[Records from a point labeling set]

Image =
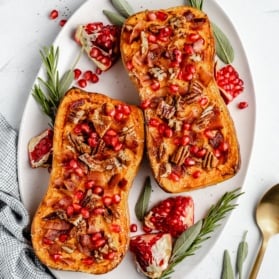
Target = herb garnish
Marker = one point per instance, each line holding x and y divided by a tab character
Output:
201	232
49	92
242	252
143	201
224	49
227	271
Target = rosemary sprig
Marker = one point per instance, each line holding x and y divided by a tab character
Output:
196	4
227	271
224	49
143	200
242	253
49	92
212	220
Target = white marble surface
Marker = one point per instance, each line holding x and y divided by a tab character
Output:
25	28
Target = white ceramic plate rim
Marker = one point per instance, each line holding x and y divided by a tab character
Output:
33	183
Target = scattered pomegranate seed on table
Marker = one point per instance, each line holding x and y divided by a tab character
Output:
53	14
242	105
62	22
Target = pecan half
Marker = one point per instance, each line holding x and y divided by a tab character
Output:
180	154
209	161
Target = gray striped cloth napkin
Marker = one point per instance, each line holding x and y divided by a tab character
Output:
17	259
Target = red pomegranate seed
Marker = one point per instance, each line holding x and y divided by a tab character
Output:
62	22
188	48
77	207
99	243
242	105
152	38
116	198
145	104
161	15
88	261
87	75
82	83
109	256
168	132
85	213
184	140
79	195
77	73
63	237
94	78
193	37
154	122
95	52
98	190
98	71
70	210
133	228
53	14
107	200
155	85
189	162
115	228
173	88
174	176
151	16
196	174
47	241
56	257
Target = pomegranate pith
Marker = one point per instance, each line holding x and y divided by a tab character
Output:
173	215
152	253
229	82
101	43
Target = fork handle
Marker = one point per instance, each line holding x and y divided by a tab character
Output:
258	261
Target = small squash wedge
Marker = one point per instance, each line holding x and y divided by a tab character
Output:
190	136
82	223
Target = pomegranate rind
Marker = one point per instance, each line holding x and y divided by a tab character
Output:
88	40
151	253
173	215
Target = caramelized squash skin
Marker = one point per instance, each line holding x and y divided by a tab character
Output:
82	223
190	136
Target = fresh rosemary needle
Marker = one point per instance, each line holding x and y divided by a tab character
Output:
212	220
49	92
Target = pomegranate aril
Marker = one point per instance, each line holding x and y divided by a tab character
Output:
107	200
196	174
77	73
110	256
115	228
174	177
87	75
62	22
133	228
161	15
178	210
82	83
56	257
88	261
98	190
85	213
63	237
96	236
94	78
116	198
242	105
53	14
47	241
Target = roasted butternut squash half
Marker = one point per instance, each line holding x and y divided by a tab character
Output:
82	223
190	136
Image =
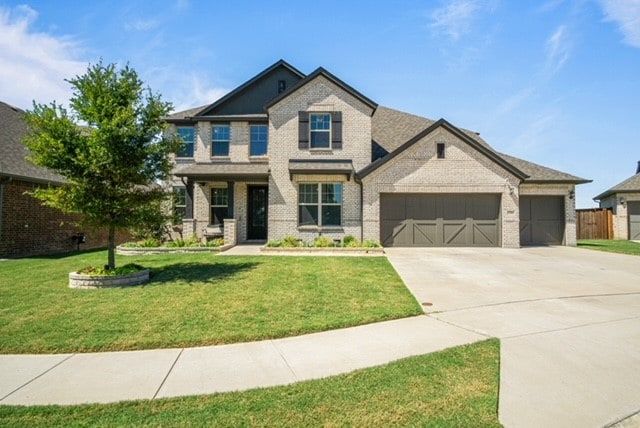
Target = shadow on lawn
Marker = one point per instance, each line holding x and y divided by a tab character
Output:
196	272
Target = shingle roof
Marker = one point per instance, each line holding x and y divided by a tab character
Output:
391	129
538	173
631	184
13	153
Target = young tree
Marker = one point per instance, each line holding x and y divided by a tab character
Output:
114	162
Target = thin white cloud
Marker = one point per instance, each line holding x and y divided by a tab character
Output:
626	14
558	49
34	65
142	25
454	19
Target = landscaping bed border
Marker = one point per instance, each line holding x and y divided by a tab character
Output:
77	280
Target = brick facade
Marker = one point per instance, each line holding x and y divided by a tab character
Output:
463	170
618	203
29	228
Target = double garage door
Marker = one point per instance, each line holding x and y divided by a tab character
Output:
428	220
466	220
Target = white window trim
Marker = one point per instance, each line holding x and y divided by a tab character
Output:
320	204
220	141
192	142
329	131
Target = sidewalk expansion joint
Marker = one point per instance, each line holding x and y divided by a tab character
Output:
168	373
37	377
573	327
293	372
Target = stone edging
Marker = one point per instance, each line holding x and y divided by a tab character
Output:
323	251
77	280
134	251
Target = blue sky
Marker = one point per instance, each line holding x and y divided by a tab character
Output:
556	82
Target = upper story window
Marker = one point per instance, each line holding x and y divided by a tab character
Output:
259	140
320	130
187	133
220	140
179	204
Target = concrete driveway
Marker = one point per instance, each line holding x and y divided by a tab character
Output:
568	320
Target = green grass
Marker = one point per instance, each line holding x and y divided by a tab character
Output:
192	299
453	388
611	246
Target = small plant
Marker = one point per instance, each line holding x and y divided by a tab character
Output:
322	242
371	243
104	271
149	243
291	241
217	242
351	242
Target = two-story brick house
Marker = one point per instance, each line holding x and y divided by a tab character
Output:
308	155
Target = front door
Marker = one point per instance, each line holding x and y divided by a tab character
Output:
257	212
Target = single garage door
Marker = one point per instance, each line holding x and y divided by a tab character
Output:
634	220
541	220
428	220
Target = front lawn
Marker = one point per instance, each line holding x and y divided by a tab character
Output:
611	246
192	300
457	387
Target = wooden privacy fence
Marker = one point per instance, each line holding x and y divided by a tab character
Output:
595	223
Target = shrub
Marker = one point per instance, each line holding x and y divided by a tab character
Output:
371	243
103	271
149	242
323	241
291	241
217	242
351	241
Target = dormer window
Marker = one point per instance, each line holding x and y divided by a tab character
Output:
187	134
320	130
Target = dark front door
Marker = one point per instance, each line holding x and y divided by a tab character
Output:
257	212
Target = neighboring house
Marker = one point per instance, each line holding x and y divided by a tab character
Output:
624	200
308	155
27	227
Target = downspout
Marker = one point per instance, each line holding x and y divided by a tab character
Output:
357	180
3	181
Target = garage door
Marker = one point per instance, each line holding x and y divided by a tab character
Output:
634	220
428	220
541	220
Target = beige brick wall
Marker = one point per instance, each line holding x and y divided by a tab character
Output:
620	213
320	95
569	205
464	170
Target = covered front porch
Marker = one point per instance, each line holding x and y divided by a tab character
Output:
227	200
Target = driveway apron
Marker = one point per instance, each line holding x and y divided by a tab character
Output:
568	320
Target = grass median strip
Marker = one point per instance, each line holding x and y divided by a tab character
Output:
611	246
192	300
455	387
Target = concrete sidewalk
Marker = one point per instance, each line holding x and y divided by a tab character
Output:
115	376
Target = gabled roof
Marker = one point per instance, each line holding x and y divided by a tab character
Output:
630	185
324	73
13	153
249	83
482	148
542	174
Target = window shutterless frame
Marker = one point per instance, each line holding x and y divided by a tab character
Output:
320	204
320	130
187	134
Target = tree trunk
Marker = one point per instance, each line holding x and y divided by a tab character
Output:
112	247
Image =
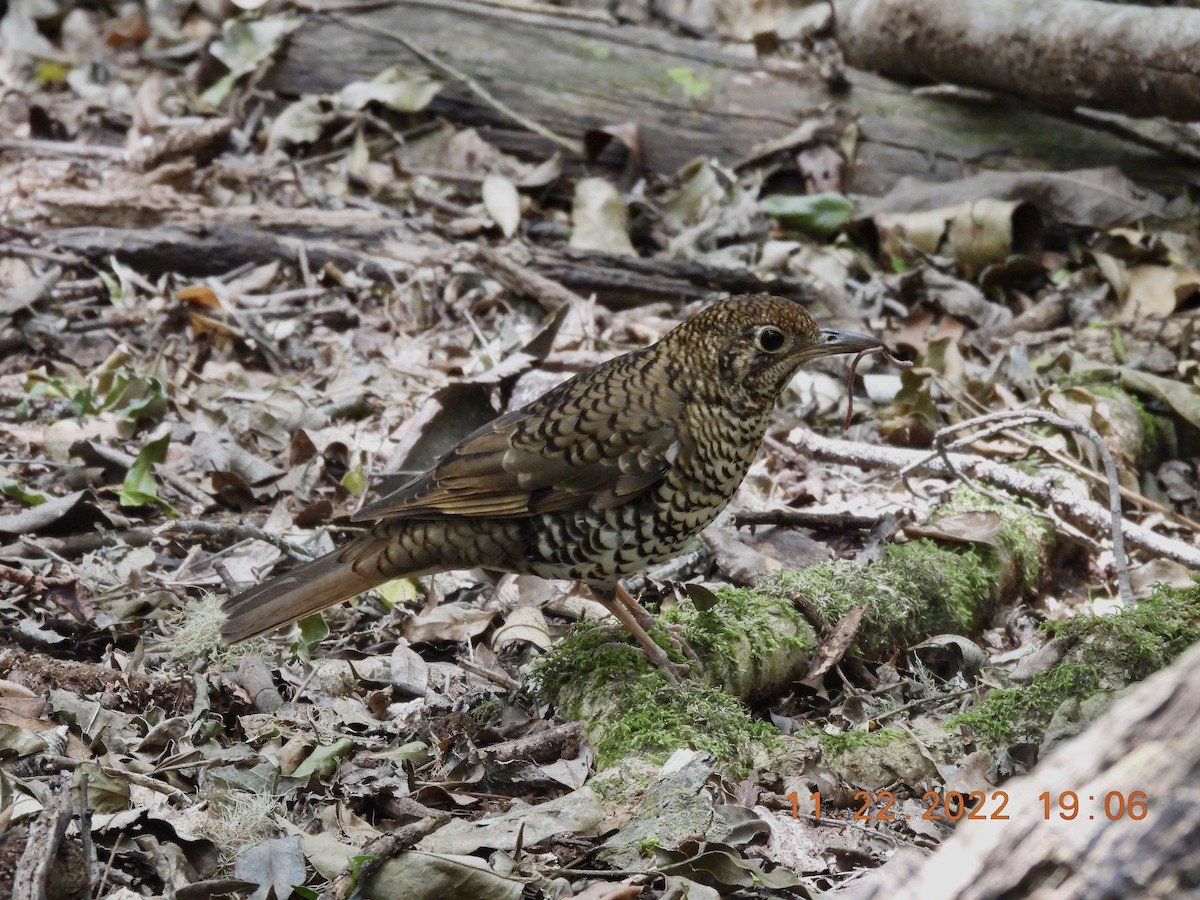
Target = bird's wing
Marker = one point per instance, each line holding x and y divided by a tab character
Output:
569	450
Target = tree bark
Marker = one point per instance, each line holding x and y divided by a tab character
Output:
1129	59
689	97
1147	742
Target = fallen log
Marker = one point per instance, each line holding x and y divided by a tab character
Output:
689	97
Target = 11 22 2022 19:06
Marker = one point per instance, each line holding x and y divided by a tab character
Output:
978	805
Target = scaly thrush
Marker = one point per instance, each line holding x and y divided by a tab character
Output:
601	477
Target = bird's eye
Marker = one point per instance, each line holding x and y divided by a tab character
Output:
769	339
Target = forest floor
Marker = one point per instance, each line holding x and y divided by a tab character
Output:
228	317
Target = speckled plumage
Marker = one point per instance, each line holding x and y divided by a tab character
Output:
609	473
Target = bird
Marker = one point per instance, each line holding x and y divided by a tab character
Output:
606	474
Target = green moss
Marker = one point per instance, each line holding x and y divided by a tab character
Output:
1023	534
1023	713
1102	653
653	715
647	846
913	591
1139	640
849	741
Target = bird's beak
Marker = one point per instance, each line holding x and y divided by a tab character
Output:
833	342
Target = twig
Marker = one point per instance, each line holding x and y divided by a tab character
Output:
803	517
1083	513
89	850
136	778
1000	421
29	881
234	532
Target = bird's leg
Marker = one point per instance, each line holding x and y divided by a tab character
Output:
647	622
655	654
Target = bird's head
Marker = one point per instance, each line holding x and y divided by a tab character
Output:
753	346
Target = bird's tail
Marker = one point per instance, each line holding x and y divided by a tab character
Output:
310	588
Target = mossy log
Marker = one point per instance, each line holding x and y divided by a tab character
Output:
754	645
1122	817
688	97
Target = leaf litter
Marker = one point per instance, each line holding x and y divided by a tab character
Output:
180	417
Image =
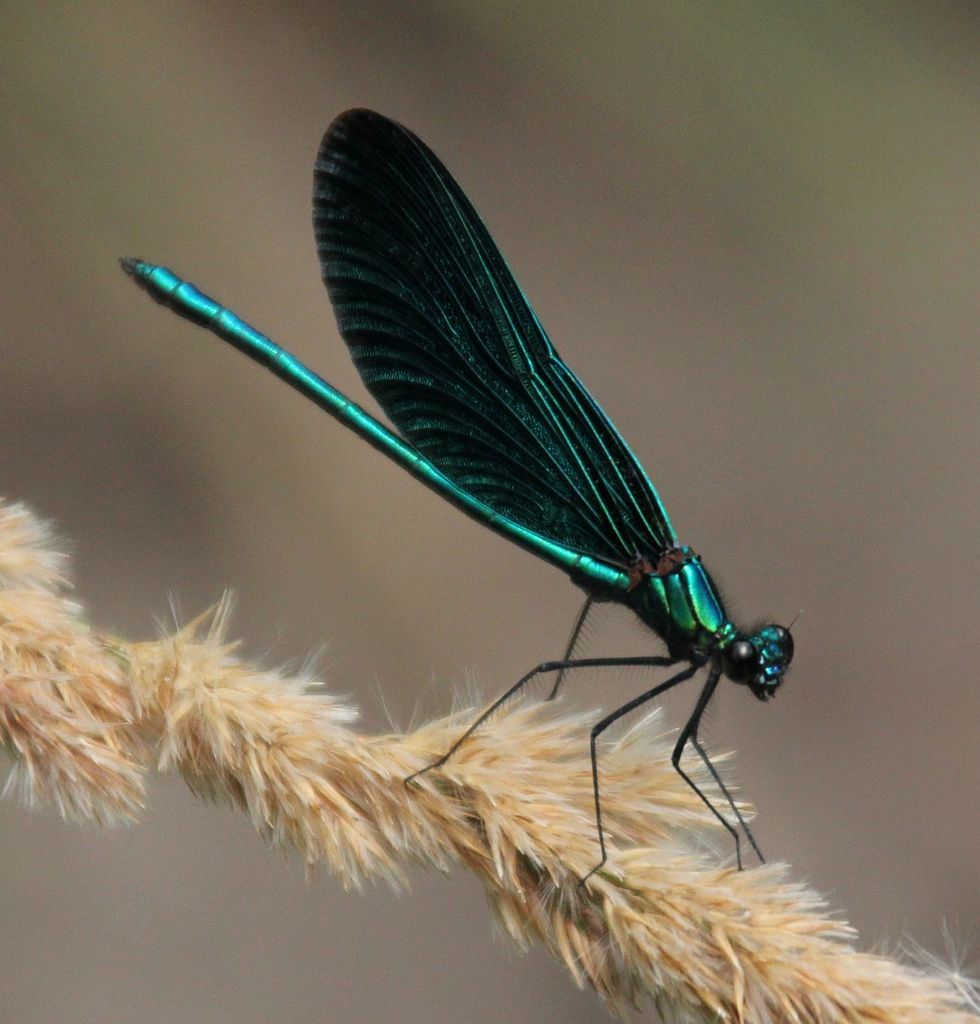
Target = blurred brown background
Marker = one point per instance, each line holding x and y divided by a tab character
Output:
751	230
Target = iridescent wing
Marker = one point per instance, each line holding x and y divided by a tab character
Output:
444	339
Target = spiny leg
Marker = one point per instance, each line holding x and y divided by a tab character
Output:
731	803
689	732
570	647
562	666
600	727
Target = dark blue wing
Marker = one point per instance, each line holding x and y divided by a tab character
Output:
444	339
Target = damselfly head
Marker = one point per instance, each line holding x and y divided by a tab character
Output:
760	660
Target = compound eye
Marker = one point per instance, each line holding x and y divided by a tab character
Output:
739	660
784	639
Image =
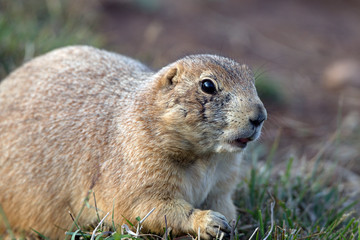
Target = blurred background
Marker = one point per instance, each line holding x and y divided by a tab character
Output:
305	55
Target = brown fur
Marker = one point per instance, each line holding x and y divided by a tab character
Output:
80	118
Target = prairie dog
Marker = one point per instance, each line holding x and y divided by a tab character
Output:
80	118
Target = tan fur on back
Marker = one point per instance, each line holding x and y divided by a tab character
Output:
79	118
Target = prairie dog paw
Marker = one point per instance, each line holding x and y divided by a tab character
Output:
211	224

**STATED EXERCISE**
Retype, without any picture, exactly the lines from the one with "Target = leaf litter" through the end of the entries, inclusive.

**CORRECT ANSWER**
Target = leaf litter
Marker = one point per instance, each line holding x and y divided by a tab character
Output:
180	417
Image =
Target = blurred brown background
Marker = one point per instance, each line holding x and y divided by a tab character
Output:
751	230
Target = iridescent wing
Marker = one point per instance, each line holding x and y divided by a tab character
Output:
444	339
Target = spiny leg
Marker = one point per instance, each line holding x and y divided by a tab character
Output:
731	803
689	732
570	647
562	666
600	727
Target = dark blue wing
Marker = one point per instance, each line holding x and y divided by a tab character
Output:
444	339
Target = damselfly head
Marker = one point per instance, each line holding x and y divided by a tab character
Output:
760	660
Target = compound eye
Marker = one point per instance, each line holding x and y divided by a tab character
Output:
739	660
784	639
Image =
Target = blurred background
Marker = one point per instance, each line holding x and y divided by a tab character
Output:
305	55
Target = brown fur
Marker = one point per instance, each line holding x and y divided by a tab character
Output:
80	118
Target = prairie dog
Marker = one point per instance, each line holding x and y divided by a tab character
Output:
80	118
Target = tan fur on back
Marker = one point per instance, each line holding x and y divided by a tab character
Output:
79	118
Target = prairie dog paw
Marker = one point per instance, each line holding x and y divided by a tab character
Output:
211	224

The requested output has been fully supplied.